PASSAGE PROVIDED start
I think that sentence needs to be broken down into smaller sentences.
and then just this:
"no human would understand me, yet somehow, i have to love one of my own kind to break this awful curse."
This doesn't make a lot of sense dear!
I shall see you soon so talk to me then!
Overall, this has AMAZING potential and i really can't wait to hear more!
Wow Rachel! This is a truly powerful piece that I think has a lot of potential. From the sound of it, I think you will really enjoy delving deeper into this.
Remember to capitalize your 'i's.
Try to avoid using the same word too many times. If you become to repetitive, it becomes hard to keep up with the flow of the story. At the end there, I think you meant 'my' not 'me'.
"dwindle" would be for a plural. Example: The many stars dwindled away under the cover of the thick fog. Instead try:
"...the pond behind my house slowly dwindles behind the heavy snowfall."
See the difference?
The 'then' is unnecessary, and you use 'and' twice. A revised version of this sentence might be: "I faced the ground head first, twisting my body and tucking my wings close to my back as I fell into a nose dive."
That large paragraph in the middle needs to be broken up into smaller ones. Next Wednesday I can help you out finding where if you need it.
You contradict yourself a little here. Wasn't her father a winged immortal? If so, how could a wolf have killed him?
I don't really know why, but I love how you ended with this sentence. Somehow it just...works.
You've done an excellent job! I can't wait to find out more about your character. One thing that interests me is that we have yet to discover if the main character is a boy or a girl. Obviously, the voice of the character sounds very much like a girl, but it would be an odd twist if it turned out to be male. Anyway, I love it! Great job!
-Cheshire
First off, amazing work! I really enjoyed reading this. Here are the few things I noticed though:
Nitpicks:
One:
This sentence didn't make sense to me, Did you mean to say you have to love a human? The "yet, somehow" part doesnt fit if since you were talking about humans orginally and not your own kind.
Two:
This could be the start of a new paragrah. Either way, I think you should add some description about the land from your airbone veiw.
The first bolded part would sound better to me if you phrased it more like "as the air sliced into them, cutting at their soft white surface." As for the second bolded thing, I think it would fit better in the paragraph where you discuss your mother's hatred for you.
PASSAGE PROVIDED end
MATERIAL SUPPLIED start
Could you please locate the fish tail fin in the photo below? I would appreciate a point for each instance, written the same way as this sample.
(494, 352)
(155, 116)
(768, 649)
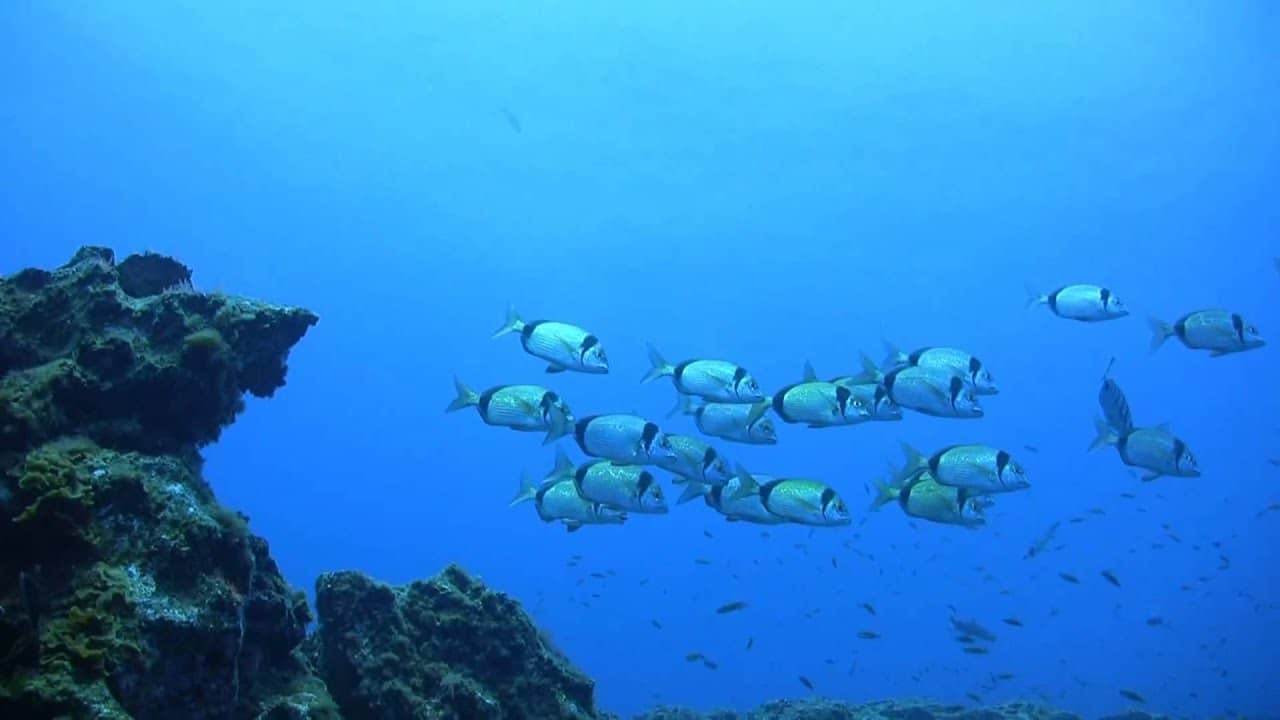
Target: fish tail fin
(528, 491)
(513, 324)
(563, 466)
(746, 484)
(894, 356)
(466, 397)
(1106, 434)
(560, 425)
(685, 405)
(810, 376)
(659, 367)
(885, 493)
(1160, 332)
(1033, 296)
(693, 491)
MATERIAL SUPPLIED end
§ STATED GOAL
In the feedback comments, on what day does one reviewer offer to help find where to break up the large middle paragraph?

§ FINISHED ANSWER
Next Wednesday.